● DO THIS:
Transcribe the records below exactly, leaving out any pictures.
# Start of EXERCISE DATA
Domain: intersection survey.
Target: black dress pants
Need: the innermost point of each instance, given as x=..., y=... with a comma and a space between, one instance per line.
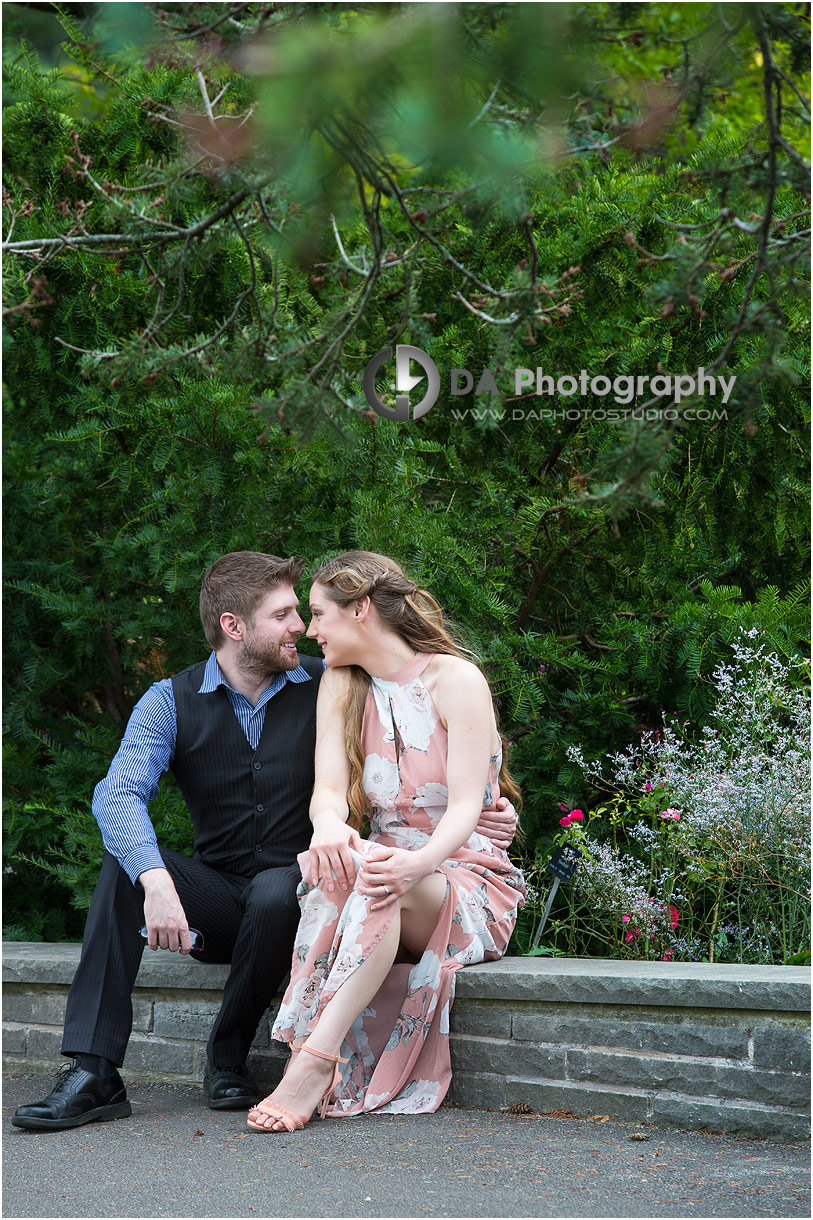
x=247, y=921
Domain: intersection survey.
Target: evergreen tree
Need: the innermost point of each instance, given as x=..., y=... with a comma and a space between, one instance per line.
x=213, y=225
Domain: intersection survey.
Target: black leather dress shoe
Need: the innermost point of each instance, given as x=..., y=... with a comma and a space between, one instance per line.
x=78, y=1097
x=230, y=1088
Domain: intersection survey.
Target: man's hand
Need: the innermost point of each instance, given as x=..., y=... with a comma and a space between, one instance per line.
x=166, y=922
x=499, y=824
x=330, y=849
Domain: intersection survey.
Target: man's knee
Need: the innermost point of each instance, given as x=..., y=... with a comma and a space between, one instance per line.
x=272, y=893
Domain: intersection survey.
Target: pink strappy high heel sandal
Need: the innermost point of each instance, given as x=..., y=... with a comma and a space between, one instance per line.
x=294, y=1121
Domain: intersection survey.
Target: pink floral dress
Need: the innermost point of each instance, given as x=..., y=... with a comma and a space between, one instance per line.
x=398, y=1048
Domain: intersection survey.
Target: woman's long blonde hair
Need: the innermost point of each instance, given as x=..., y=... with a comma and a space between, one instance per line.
x=415, y=616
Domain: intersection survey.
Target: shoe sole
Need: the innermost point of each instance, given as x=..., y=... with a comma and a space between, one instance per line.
x=103, y=1114
x=232, y=1103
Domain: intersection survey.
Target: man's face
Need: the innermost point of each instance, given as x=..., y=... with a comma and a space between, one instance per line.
x=270, y=636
# End of EXERCISE DATA
● RESPONSE BELOW:
Domain: intersection survey.
Target: black dress pants
Need: the innermost point of each instance, given as x=..., y=... with a comma and a space between, one instance per line.
x=247, y=921
Domain: intersection survey.
Target: evergreen tree
Need: the innermost point of each instance, given as x=..., y=... with a comma and a space between, one instance per line.
x=213, y=225
Domain: intersection survey.
Target: black leather dress shoe
Need: the innermost point of each instance, given as x=..., y=... with a comma and a space between, one instance per line.
x=78, y=1097
x=230, y=1088
Domain: intersection survey.
Target: man's hand
Need: the innermost point of each instance, given as x=..., y=... with a comma and a space between, one instance per line.
x=166, y=922
x=499, y=824
x=330, y=849
Domain: intersection survey.
Target: man's knee
Need: the innermost point of each instance, given as x=..., y=... with a comma and a space between, one instance per line.
x=272, y=893
Domain: intersection survey.
Target: pink strappy high heel sandal
Need: the innermost point of each instance, given as x=..., y=... with a comma and a space between, one instance per line.
x=294, y=1121
Domain: intersection survey.
Target: pink floral dress
Need: the innermost point of each instance, given as x=..., y=... with a comma and a space between, one instance per line.
x=398, y=1048
Domain: intersection survey.
Target: woman's long blonde hair
Need: the innermost point of each instance, given as x=..., y=... with a comma and a space between, one instance per line.
x=415, y=616
Domain: intersection survey.
Target: shoe sole
Need: the innermost point of each instance, given as x=..., y=... with a comma and a space between, one instance per line.
x=103, y=1114
x=232, y=1103
Domain: intersection survey.
Target: man's face
Need: the innermost point of each instance, given as x=..., y=... with a comma and a space between, one instance per line.
x=270, y=636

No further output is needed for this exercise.